Text segment |
****************************************
Spokane Digestive Center Data Breach Investigation
Spokane Digestive Disease Center, P.S. appears on the U.S. Department of Health and Human Services Office for Civil Rights breach portal in connection with a reported hacking/IT incident involving email. Publicly available details are limited, and the OCR material available here does not provide incident-specific dates, affected counts, or a list of data elements. This page explains what is currently known, what remains unclear, and practical steps individuals can take now. If you received a notice or are concerned your information may have been involved, you can fill out the form on this page to contact Strauss Borrelli PLLC about your options.
Spokane Digestive Disease Center, P.S. is a Washington healthcare provider. Based on the available regulatory information, the matter was reported as a hacking/IT incident, and the filing data references email. Public details reviewed so far remain limited.
Key Facts at a Glance
- Entity involved: Spokane Digestive Disease Center, P.S.
- Industry: Healthcare
- Incident type: The available filing data classifies the matter as a reported hacking/IT incident.
- System or location referenced: Available filing information references email.
- Public listing date: The available regulatory data indicates a public listing on April 20, 2026.
- What is not yet publicly clear: The materials reviewed do not identify the incident date, discovery date, notice date, number of affected individuals, or specific data elements.
What Happened?
Publicly available information indicates that Spokane Digestive Disease Center, P.S. was listed on the HHS Office for Civil Rights breach portal in connection with a reported security event. The structured filing data describes the matter as a hacking/IT incident and points to email as the location involved.
At this time, detailed incident-specific information from an official public notice was not available in the materials reviewed. That means important facts, such as when the event occurred, when it was discovered, and how many people may have been affected, are not confirmed in the public record reviewed for this page.
What Information Was Exposed?
The public materials reviewed do not identify the specific categories of information that may have been involved. No public list of affected data elements was available here.
Because this is a healthcare-related regulatory listing, readers may understandably be concerned about protected health information or other personal data. Still, the current public record does not confirm which information, if any, was exposed, so it is important not to assume more than the available sources state.
****************************************
Point-per-instance localization data
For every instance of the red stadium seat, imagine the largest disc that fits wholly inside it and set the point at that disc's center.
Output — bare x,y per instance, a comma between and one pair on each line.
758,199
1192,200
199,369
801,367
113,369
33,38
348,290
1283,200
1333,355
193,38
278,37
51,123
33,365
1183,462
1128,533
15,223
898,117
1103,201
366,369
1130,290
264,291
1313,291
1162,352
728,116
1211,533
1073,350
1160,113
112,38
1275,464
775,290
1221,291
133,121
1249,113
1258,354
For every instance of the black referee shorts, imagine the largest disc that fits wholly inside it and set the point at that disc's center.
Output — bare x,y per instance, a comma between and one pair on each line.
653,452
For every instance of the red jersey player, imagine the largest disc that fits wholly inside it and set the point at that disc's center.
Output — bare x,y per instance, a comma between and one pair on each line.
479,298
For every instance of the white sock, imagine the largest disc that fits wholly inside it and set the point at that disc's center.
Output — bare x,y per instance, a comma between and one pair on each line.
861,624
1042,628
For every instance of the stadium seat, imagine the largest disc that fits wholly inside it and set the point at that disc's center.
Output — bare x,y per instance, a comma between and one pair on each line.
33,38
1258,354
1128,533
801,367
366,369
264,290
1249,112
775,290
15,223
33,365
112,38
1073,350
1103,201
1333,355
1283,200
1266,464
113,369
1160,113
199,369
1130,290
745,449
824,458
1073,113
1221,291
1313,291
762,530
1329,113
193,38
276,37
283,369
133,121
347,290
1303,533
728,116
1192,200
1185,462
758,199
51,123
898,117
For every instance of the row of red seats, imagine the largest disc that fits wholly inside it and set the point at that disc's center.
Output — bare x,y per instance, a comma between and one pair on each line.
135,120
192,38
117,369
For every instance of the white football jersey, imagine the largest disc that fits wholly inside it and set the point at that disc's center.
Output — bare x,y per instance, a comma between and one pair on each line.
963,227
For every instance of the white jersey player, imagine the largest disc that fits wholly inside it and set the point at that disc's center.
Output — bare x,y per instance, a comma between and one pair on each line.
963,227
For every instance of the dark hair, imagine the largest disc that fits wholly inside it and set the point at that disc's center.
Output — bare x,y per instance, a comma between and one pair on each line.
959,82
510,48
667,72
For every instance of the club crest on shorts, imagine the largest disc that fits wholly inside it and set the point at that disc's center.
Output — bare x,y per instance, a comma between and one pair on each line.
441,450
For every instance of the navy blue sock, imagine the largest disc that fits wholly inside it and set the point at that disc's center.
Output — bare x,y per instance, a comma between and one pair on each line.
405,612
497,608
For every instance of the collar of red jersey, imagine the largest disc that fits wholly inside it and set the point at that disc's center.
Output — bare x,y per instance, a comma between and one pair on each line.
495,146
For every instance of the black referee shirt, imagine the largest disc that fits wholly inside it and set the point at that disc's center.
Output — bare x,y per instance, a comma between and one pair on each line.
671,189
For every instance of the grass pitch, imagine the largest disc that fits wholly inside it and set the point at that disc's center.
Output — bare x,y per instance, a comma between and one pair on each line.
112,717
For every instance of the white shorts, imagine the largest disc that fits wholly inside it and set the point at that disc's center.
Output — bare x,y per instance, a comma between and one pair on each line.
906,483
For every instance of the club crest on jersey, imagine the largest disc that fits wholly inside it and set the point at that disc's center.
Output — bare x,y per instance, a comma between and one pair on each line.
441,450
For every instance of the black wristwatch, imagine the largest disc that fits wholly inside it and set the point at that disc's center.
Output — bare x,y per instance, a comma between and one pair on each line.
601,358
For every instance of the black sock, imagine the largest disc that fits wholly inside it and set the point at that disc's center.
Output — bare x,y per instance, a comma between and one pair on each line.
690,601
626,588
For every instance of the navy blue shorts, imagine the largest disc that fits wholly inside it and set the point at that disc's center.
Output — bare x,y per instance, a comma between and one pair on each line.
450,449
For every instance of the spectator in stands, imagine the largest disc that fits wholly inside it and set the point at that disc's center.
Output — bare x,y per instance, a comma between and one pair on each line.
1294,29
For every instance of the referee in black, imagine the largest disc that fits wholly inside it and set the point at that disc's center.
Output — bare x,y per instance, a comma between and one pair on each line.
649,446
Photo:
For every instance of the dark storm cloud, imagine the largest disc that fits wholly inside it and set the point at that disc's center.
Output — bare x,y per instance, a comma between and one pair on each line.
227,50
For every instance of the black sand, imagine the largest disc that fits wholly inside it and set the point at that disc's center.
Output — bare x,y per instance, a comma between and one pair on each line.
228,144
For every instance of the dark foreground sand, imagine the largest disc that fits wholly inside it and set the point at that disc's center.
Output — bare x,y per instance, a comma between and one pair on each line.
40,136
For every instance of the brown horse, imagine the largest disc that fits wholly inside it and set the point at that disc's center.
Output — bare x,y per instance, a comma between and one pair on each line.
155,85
****************************************
Directions |
A) Answer these questions about the text on the Spokane Digestive Center data breach:
(i) In which state is Spokane Digestive Disease Center, P.S. a healthcare provider?
(ii) What date of public listing does the available regulatory data indicate?
(iii) What location does the filing data point to as involved?
B) Continue the text on the Spokane Digestive Center data breach from where it stops.
These records come from a different source than the text.

Outputs for the tasks |
A)
(i) Washington
(ii) April 20, 2026
(iii) Email

B)
What Should You Do Next?
- Keep any notice you receive. If you received a letter or email, save a copy and review it carefully for any incident-specific details not yet available publicly.
- Monitor medical and financial activity. Watch for unfamiliar bills, explanation-of-benefits statements, account activity, or collection notices that you do not recognize.
- Check your credit reports. Review your reports for unexpected accounts or inquiries. If later information confirms that sensitive financial data was involved, consider a fraud alert or credit freeze.
- Strengthen account security. Change passwords for any accounts that share credentials with an email account or patient portal, and enable multi-factor authentication where available.
- Act quickly if something looks wrong. Report suspected identity theft or account misuse to the relevant institution right away. If you want to explore your legal options, fill out the form on this page to contact Strauss Borrelli PLLC.
Your Legal Rights
When a healthcare organization reports a security incident involving personal or health information, affected individuals may have rights under federal and state law, including the right to receive notice and information about available protective steps. Depending on the facts, some people may also have potential legal claims related to privacy, negligence, or costs tied to mitigating misuse.
Whether any claim exists depends on facts that are not yet fully public, including what information was involved, what safeguards were in place, and what harm, if any, followed. A lawyer can help evaluate those issues once more details are available, but this page does not provide individualized legal advice.
Why Hire Strauss Borrelli PLLC?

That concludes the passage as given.